## ЗАДАНИЕ 1
Назовите всех поэтов, которые в отрывке о литобъединении Горного института прямо названы среди авторов сборника «То время — эти голоса».
## ЗАДАНИЕ 2
Переведите на английский язык предложение из отрывка о литобъединении Горного института: «Рухнул идол, завалив своими обломками все жизненное пространство.»
## ЗАДАНИЕ 3
Перепишите без изменений часть отрывка о литобъединении Горного института, которая начинается со слов, содержащих «Важным событием в», и заканчивается словами «которые мы писали.».

## ОТРЫВОК ИЗ ИСТОЧНИКА
━━━━━━

Возвратимся, однако, в Ленинградский Горный конца пятидесятых и его славное литобъединение.
Важным событием в нашей тогдашней жизни, как и в жизни нашего поколения, был Двадцатый съезд партии и доклад Хрущева, впервые открыто разоблачившего культ Сталина. Рухнул идол, завалив своими обломками все жизненное пространство. Надо было заново учиться жить. Это не могло не отразиться в стихах, которые мы писали.
Совсем недавно, весной девяностого года, в Ленинграде, благодаря инициативе Майи Борисовой, вышел стихотворный сборник «То время — эти голоса. (Ленинград, поэты оттепели)». В него вошли стихи Владимира Британишского, Глеба Горбовского, Леонида Агеева, Олега Тарутина, Александра Кушнера и других поэтов, связанных и в те годы с ЛИТО Горного института. Посвящен этот сборник памяти безвременно ушедшей из жизни поэтессы Татьяны Галушко, тоже имевшей отношение к Глебу Семенову. Неслучайно, вспоминая о той поре в предисловии к своим стихам, безвременно и трагически ушедший из жизни Леонид Агеев написал в этой книге: «Были «лишние люди»… Было «потерянное поколение» Ремарка. Был заданный однажды себе вопрос: «А из какого» поколения ты? Как его нарекут, если такому суждено случиться, потомки? Находился и ответ: «Я из поколения «детей войны», тех самых, родившихся незадолго перед началом Великой Отечественной». На пятом десятке всплыло и утвердилось новое — не то чтобы более точное, а просто иного плана понятие: обманутое поколение. Я из поколения обманутых…
Опознанию первого обмана помог XX съезд. О культе и репрессиях говорили и раньше, до съезда; настойчивее — после 1953 года. Мне и двадцати не было. Молодо-зелено, но не настолько, чтобы, наслушавшись таких — чаще полушепотом — разговоров, не добраться до материалов всех съездов ВКП(б) и не сравнить, с карандашом в руках, в первую очередь — списки руководящих органов партии, избранных XVI и XVII съездами. Обман оказался жестоким: с детства тебе рассказывали сказку о самом добром, самом мудром, самом заботливом отце-вожде-учителе. Он же, оказывается, был совсем не таким: нехорошим, по меньшей мере, был человеком, а скорее всего — настоящим злодеем.

━━━━━━

## ИСХОДНЫЕ ДАННЫЕ

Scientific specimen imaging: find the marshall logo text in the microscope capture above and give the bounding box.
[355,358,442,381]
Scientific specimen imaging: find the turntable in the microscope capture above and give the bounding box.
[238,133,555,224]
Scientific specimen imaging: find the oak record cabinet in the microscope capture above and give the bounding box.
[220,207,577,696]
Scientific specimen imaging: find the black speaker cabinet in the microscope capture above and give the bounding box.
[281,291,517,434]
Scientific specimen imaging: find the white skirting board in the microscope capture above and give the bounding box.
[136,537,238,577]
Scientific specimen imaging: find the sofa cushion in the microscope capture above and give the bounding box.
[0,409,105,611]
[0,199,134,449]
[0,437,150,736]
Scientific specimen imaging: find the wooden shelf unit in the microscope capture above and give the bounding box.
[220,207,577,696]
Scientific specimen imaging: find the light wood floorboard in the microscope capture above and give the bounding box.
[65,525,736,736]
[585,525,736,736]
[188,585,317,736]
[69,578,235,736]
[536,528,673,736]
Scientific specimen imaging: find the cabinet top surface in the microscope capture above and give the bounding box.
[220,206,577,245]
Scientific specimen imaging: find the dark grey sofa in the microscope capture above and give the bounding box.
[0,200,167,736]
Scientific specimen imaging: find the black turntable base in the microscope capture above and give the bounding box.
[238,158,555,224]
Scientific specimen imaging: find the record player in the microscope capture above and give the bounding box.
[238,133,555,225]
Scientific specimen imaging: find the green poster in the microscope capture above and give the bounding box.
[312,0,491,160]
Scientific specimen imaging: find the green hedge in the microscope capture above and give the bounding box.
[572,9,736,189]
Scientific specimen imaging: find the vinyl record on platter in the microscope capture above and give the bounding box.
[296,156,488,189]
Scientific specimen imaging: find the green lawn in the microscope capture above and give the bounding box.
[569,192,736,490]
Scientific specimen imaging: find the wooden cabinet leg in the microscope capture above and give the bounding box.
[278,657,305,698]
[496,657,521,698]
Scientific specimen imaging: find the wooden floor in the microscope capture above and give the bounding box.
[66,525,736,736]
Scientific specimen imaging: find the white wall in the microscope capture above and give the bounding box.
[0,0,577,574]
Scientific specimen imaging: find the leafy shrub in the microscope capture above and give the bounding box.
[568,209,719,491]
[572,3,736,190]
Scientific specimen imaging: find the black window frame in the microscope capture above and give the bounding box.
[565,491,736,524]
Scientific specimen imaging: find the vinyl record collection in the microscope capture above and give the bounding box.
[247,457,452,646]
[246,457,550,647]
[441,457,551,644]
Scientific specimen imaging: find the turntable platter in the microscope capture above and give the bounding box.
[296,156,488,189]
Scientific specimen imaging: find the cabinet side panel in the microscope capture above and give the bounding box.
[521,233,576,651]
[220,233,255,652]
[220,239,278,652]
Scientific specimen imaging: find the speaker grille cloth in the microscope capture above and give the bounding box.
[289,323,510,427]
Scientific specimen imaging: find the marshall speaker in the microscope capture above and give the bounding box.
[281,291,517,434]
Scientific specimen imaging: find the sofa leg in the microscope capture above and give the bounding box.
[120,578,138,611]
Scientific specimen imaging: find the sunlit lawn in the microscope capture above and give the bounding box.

━━━━━━

## ПИСЬМЕННЫЙ ОТВЕТ 1
Владимир Британишский, Глеб Горбовский, Леонид Агеев, Олег Тарутин, Александр Кушнер.

## ПИСЬМЕННЫЙ ОТВЕТ 2
The idol collapsed, burying the whole space of life under its debris.

## ПИСЬМЕННЫЙ ОТВЕТ 3
Важным событием в нашей тогдашней жизни, как и в жизни нашего поколения, был Двадцатый съезд партии и доклад Хрущева, впервые открыто разоблачившего культ Сталина. Рухнул идол, завалив своими обломками все жизненное пространство. Надо было заново учиться жить. Это не могло не отразиться в стихах, которые мы писали.